EXTRACT PROVIDED
We are so used to alcohol being associated with a good time or a party and certainly in my generation, going out and ‘getting leathered’ was part of my culture and persona since the age of 14! Even at 45 years old I can still be the most pissed at the party its just expected of people who know me and something I just do, so now I am questioning why and wanting to dig deeper as I know I’m not the only one.
So as well as trying to cut down on my own alcohol intake I’ve become interested in thus movement called Sober Curious!
Like most people I have often had a few wines to de stress or unwind, which leads to a bottle or more and there are far better and healthier ways to do this. So why don’t I?
As part of the British nation and a spiritual, but certainly not religious person does that make me more at risk of alcohol becoming a bad habit? Yes I believe so.
Islam, Buddhism discourages alcohol, Hinduism discourages it, Sikhism and “Christian” sections such as Mormonism, and Jehovah’s Witnesses are against it, some more “Puritan” forms of “Christianity” that have a higher standard for alcohol consumption than even Jesus did (who turned water in to wine remember, genius!), prohibit it as well.
The Babi, and Bahá’í faiths I believe aren’t allowed to drink it either.
Countries where Alcohol is illegal certainly for residents with the exeption of some having licenced premises for tourists, Bangladesh, Brunei, some parts of India, Iran, Kuwait, Libiya, Maldives, Marituania, Pakistan, Saudi Arabia, Somalia, Sudan, UAE, Yemen.
The top 10 countries for drinking are all in Europe, many in Eastern Europe, according to the study, which also identifies men as most likely to abuse alcohol around the world.
NO AMOUNT OF ALCOHOL consumption is healthy, according to a new study.
“Our results show that the safest level of drinking is none,” researchers explain in the study published in The Lancet.
Prohibition in the United States was a nationwide constitutional ban on the production, importation, transportation, and sale of alcoholic beverages from 1920 to 1933.
During the nineteenth century, alcoholism, family violence, and saloon-based political corruption prompted prohibitionists, led by pietistic Protestants, to end the alcoholic beverage trade to cure the ill society and weaken the political opposition. One result was that many communities in the late-nineteenth and early-twentieth centuries introduced alcohol prohibition, with the subsequent enforcement in law becoming a hotly debated issue. Prohibition supporters, called “drys”, presented it as a victory for public morals and health.
So what is so bad about it? The type of alcohol in the alcoholic drinks we drink is a chemical called ethanol.
To make alcohol, you need to put grains, fruits or vegetables through a process called fermentation (when yeast or bacteria react with the sugars in food – the by-products are ethanol and carbon dioxide).
Ethanol is a grain alcohol that can be blended with gasoline and used in motor vehicles. Many gasoline stations provide a blended fuel, which typically is 10 percent ethanol and 90 percent gasoline.
Vehicles do not need any modifications to use this blend of fuel. Flex fuel vehicles, which have modifications to the fuel systems, can use E85, which is a blend of up to 85 percent ethanol and 15 percent gasoline. With the modifications, these vehicles can use straight gasoline or any blend of ethanol up to 85 percent.
So basically when we drink we are drinking the stuff to power cars and aroplanes! When put like that how can it really be good for us?
So all of this definately makes me sober curious, how about you?

EXCERPTED RECORDS

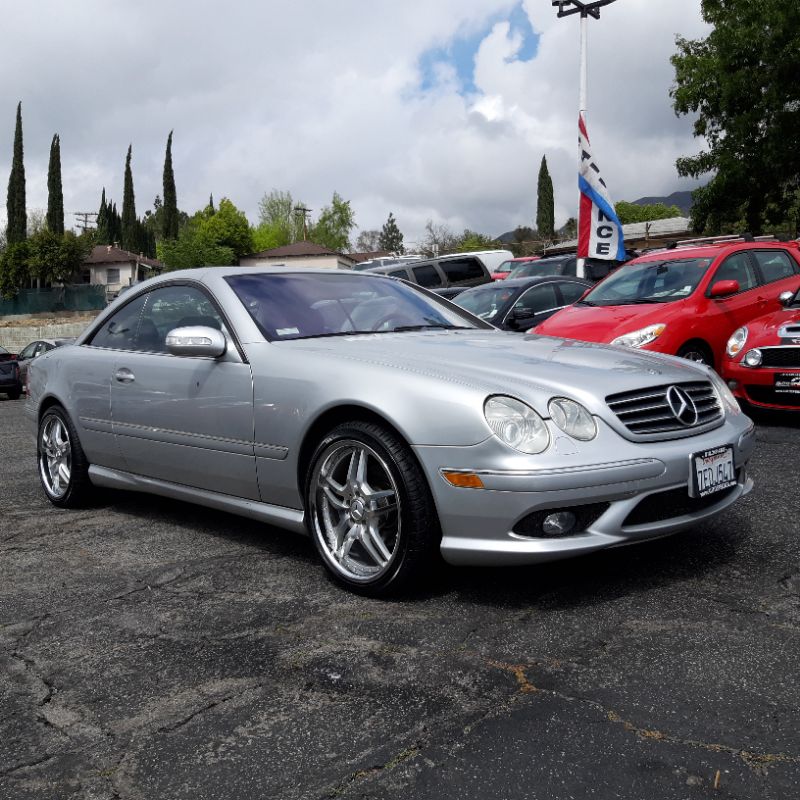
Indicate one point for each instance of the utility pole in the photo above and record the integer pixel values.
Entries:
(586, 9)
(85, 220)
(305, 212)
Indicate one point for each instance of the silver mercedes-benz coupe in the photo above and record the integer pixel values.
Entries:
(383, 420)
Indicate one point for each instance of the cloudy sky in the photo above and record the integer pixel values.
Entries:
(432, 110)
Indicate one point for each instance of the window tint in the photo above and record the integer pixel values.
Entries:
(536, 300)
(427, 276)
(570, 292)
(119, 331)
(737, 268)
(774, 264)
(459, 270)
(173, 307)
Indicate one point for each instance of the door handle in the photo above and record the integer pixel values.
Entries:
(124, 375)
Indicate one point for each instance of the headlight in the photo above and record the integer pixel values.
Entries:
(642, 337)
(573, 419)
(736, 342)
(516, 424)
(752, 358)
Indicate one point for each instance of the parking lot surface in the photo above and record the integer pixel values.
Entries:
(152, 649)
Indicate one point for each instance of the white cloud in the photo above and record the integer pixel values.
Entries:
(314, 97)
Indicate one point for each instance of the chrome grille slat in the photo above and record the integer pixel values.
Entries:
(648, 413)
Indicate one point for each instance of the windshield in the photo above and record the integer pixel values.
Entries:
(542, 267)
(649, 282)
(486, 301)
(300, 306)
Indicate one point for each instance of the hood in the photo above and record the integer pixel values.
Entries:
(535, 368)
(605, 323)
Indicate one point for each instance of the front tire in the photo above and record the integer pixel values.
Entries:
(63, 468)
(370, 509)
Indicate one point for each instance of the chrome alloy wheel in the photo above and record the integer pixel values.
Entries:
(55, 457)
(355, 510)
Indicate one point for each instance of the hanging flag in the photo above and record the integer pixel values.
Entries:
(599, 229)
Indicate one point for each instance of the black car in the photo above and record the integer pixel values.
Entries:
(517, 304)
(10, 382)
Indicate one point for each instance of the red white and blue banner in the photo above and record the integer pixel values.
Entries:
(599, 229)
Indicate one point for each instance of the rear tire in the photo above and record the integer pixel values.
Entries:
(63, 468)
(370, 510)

PROBLEM TO SOLVE
Answer these questions from the text on being sober curious.
(a) In which journal was the study on safe drinking levels published?
(b) During which years was Prohibition in force in the United States?
(c) What percentage of ethanol does the blended fuel at many gasoline stations typically contain?
The lines have nothing to do with this work.

OUTPUT FOR THIS EXERCISE
(a) The Lancet
(b) 1920 to 1933
(c) 10 percent